-- DATA PROVIDED --
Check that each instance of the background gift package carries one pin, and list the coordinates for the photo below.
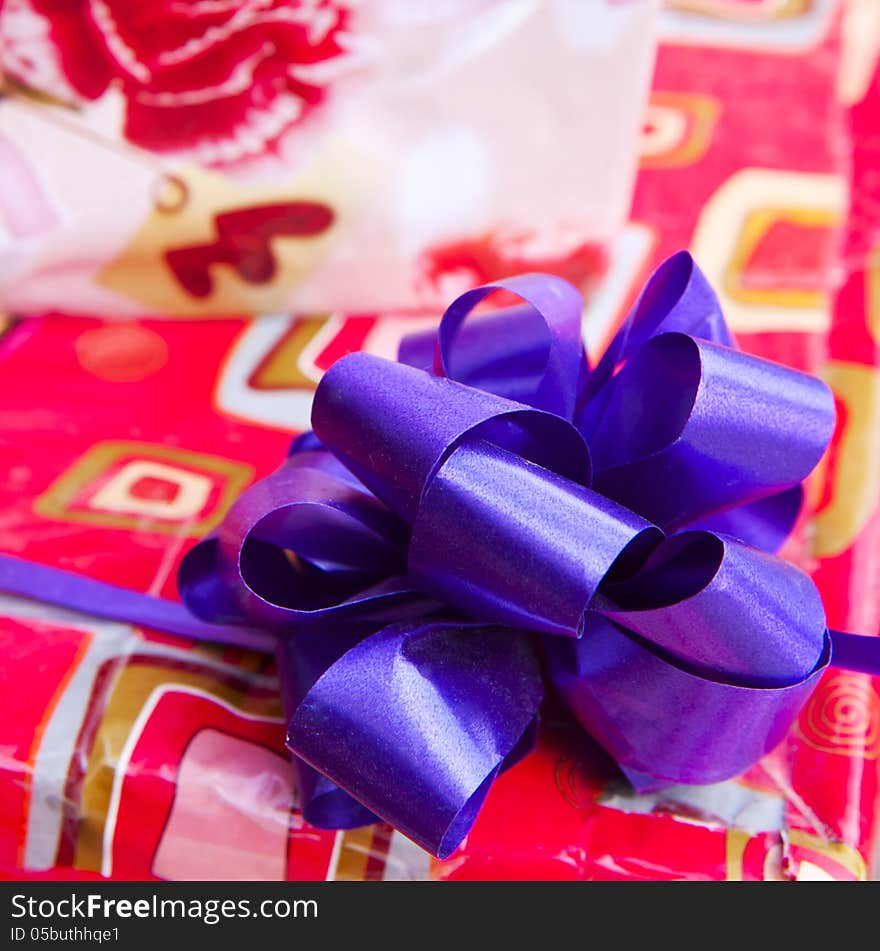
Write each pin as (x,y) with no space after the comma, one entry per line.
(135,754)
(248,157)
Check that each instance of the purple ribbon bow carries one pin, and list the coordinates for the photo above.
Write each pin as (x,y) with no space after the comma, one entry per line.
(491,514)
(491,499)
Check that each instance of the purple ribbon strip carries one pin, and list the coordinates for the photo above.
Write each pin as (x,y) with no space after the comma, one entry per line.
(491,516)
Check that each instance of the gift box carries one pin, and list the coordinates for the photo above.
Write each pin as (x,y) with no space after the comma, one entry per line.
(137,754)
(311,155)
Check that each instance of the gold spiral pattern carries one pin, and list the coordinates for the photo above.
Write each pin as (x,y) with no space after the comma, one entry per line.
(843,717)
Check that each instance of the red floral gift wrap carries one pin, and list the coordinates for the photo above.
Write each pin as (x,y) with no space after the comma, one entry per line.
(137,755)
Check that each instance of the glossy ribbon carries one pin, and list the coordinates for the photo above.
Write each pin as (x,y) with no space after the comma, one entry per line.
(490,498)
(491,515)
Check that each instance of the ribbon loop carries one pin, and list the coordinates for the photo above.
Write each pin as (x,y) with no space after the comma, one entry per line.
(416,722)
(506,540)
(393,425)
(708,428)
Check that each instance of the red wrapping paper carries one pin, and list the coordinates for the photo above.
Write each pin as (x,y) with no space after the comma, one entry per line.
(139,755)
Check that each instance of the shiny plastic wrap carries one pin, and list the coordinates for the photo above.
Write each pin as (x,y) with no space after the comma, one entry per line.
(133,754)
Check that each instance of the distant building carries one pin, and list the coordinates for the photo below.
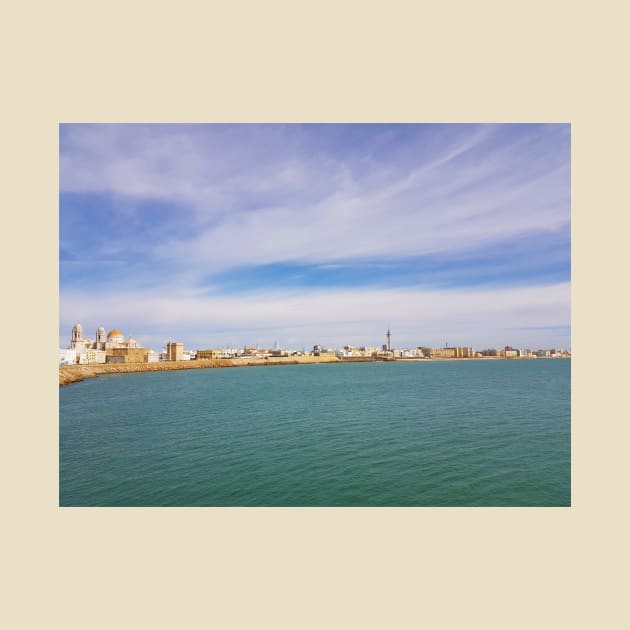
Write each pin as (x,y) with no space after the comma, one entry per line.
(175,351)
(114,339)
(67,356)
(128,355)
(90,355)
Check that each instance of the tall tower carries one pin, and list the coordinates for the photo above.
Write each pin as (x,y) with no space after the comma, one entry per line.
(100,339)
(77,340)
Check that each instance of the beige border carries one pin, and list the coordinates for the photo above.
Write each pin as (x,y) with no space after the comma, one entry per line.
(243,568)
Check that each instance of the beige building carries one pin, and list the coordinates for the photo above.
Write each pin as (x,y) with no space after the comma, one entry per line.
(128,355)
(175,351)
(113,339)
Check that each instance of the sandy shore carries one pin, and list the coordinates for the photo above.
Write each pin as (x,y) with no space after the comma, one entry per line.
(74,373)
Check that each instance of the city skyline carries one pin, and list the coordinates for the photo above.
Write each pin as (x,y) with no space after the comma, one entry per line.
(305,234)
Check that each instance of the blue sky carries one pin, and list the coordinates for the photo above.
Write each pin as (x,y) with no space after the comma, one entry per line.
(303,234)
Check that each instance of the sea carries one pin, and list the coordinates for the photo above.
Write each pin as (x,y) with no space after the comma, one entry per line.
(420,433)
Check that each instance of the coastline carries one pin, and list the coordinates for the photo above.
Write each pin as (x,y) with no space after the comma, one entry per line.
(75,373)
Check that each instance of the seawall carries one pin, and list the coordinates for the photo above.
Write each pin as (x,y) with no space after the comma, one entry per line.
(74,373)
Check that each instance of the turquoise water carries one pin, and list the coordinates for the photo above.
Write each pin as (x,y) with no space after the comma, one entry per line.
(452,433)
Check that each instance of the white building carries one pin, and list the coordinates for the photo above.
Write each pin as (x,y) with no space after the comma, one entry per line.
(67,356)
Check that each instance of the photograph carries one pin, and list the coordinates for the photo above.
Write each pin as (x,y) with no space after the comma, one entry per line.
(315,314)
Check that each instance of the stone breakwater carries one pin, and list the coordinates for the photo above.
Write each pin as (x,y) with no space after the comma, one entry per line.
(74,373)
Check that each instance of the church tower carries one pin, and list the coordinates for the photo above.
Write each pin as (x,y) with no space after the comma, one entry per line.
(77,339)
(100,339)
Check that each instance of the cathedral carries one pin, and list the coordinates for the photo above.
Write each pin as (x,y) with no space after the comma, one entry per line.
(114,339)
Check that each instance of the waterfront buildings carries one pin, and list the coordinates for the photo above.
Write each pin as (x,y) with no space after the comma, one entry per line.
(113,347)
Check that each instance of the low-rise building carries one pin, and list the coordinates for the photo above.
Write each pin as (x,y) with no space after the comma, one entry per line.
(67,356)
(128,355)
(175,351)
(90,355)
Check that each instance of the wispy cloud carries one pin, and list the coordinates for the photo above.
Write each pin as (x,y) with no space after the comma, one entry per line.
(207,213)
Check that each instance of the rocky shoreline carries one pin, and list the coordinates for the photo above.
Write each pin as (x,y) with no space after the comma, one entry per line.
(75,373)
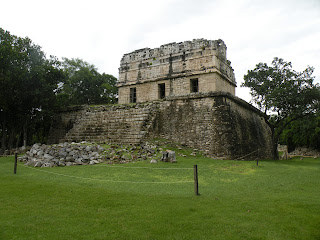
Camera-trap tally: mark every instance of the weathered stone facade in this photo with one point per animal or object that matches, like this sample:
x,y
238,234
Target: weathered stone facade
x,y
183,92
220,124
175,69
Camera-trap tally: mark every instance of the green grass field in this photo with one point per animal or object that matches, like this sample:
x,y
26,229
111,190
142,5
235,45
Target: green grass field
x,y
276,200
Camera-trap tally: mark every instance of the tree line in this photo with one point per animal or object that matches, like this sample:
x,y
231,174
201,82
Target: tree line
x,y
290,100
32,86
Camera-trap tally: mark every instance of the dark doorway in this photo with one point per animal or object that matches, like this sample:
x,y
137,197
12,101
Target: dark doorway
x,y
133,95
162,90
194,85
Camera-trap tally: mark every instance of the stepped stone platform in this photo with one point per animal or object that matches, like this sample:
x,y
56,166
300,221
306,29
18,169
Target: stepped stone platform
x,y
218,123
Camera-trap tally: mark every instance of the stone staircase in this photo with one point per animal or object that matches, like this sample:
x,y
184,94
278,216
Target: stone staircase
x,y
125,125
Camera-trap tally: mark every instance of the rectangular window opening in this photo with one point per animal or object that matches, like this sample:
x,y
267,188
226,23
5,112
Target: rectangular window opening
x,y
162,90
133,95
194,85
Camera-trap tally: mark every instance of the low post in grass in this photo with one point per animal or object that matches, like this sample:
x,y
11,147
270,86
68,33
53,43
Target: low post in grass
x,y
196,186
15,163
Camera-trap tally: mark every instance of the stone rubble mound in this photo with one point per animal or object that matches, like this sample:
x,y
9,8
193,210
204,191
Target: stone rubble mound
x,y
63,154
68,154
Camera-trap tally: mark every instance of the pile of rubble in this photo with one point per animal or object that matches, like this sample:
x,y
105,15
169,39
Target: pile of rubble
x,y
68,154
64,154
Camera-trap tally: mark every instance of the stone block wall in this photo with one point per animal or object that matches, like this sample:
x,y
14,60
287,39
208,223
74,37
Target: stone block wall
x,y
175,64
218,123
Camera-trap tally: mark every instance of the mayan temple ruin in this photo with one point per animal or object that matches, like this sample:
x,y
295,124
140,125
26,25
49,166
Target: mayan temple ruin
x,y
183,92
175,69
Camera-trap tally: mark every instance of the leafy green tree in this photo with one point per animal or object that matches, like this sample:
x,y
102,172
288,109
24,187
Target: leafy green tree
x,y
304,132
85,85
28,83
285,94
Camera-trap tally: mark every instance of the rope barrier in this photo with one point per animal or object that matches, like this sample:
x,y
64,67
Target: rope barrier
x,y
103,180
111,166
248,154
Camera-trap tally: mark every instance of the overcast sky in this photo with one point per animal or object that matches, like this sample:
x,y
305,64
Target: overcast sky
x,y
101,31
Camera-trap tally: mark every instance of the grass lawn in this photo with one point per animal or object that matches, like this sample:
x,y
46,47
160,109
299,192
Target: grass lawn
x,y
276,200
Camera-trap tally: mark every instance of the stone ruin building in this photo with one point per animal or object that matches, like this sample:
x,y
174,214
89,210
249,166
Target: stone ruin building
x,y
183,92
175,69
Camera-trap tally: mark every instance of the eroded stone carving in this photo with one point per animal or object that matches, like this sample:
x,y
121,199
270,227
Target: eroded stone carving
x,y
175,66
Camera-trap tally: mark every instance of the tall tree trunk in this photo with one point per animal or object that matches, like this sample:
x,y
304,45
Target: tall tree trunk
x,y
11,139
25,134
275,141
18,139
4,135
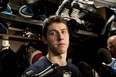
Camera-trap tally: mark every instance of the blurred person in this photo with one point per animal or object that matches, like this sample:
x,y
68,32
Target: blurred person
x,y
111,45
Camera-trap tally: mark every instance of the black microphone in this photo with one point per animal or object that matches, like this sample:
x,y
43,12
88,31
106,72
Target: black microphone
x,y
48,70
105,56
85,69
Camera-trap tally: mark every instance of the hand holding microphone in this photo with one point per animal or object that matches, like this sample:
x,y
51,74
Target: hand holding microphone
x,y
105,56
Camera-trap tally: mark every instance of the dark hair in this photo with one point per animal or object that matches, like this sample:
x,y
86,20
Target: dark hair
x,y
51,20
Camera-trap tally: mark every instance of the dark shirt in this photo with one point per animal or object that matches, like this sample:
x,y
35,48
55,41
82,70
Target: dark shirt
x,y
42,64
8,63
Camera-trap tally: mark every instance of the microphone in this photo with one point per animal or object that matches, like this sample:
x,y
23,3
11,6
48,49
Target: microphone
x,y
85,69
29,74
48,70
105,56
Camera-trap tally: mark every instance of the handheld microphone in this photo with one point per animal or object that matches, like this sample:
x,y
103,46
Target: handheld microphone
x,y
105,56
48,70
29,74
85,69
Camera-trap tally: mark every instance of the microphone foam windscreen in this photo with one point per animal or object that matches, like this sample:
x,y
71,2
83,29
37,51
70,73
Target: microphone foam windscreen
x,y
104,55
85,69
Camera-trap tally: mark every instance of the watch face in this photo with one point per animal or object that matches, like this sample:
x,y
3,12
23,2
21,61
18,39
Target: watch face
x,y
67,73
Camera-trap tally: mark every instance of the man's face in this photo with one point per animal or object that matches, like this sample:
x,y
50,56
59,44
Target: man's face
x,y
57,38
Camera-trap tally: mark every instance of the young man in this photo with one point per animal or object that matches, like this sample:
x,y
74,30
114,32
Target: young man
x,y
56,36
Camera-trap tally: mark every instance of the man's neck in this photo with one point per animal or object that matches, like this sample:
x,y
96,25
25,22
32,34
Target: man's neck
x,y
61,59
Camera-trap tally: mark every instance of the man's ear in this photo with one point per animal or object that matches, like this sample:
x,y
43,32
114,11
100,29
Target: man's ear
x,y
44,39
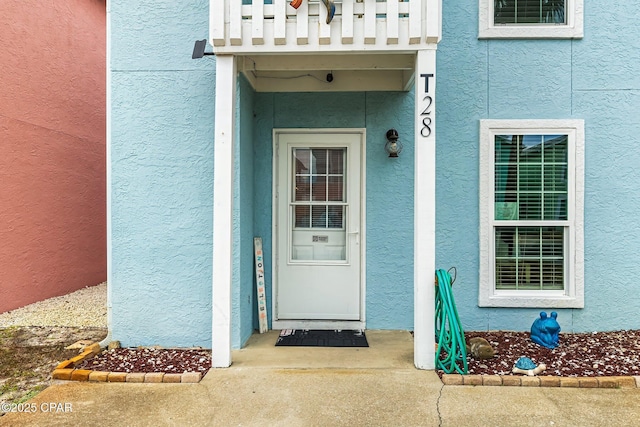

-- SET PROBLEM --
Reproduce verbatim the entries from the line containing "Camera-trap tally: mark every instance of the man's face" through the end of the entries, both ends included, and omit the pictures.

-- EXERCISE RESPONSE --
Camera-trap tally: mark every instance of the man's face in this photo with one point per animal or object that matches, like this sample:
x,y
50,56
59,44
Target: man's face
x,y
57,38
Camera-trap tally: mark every instance of the young man in this photo with one point per animal or object that matches, like this sample:
x,y
74,30
114,32
Target: young man
x,y
56,36
Camera-trap tally: mark every instance of the man's neck in this photo with one point per animal or object that matches, like this sample:
x,y
96,25
25,22
32,34
Target: man's neck
x,y
61,59
Camera-trap tally: mark every instance of the man's ear in this photo with one point per animal or object that matches, like this sample:
x,y
43,32
114,11
100,29
Target: man's ear
x,y
44,39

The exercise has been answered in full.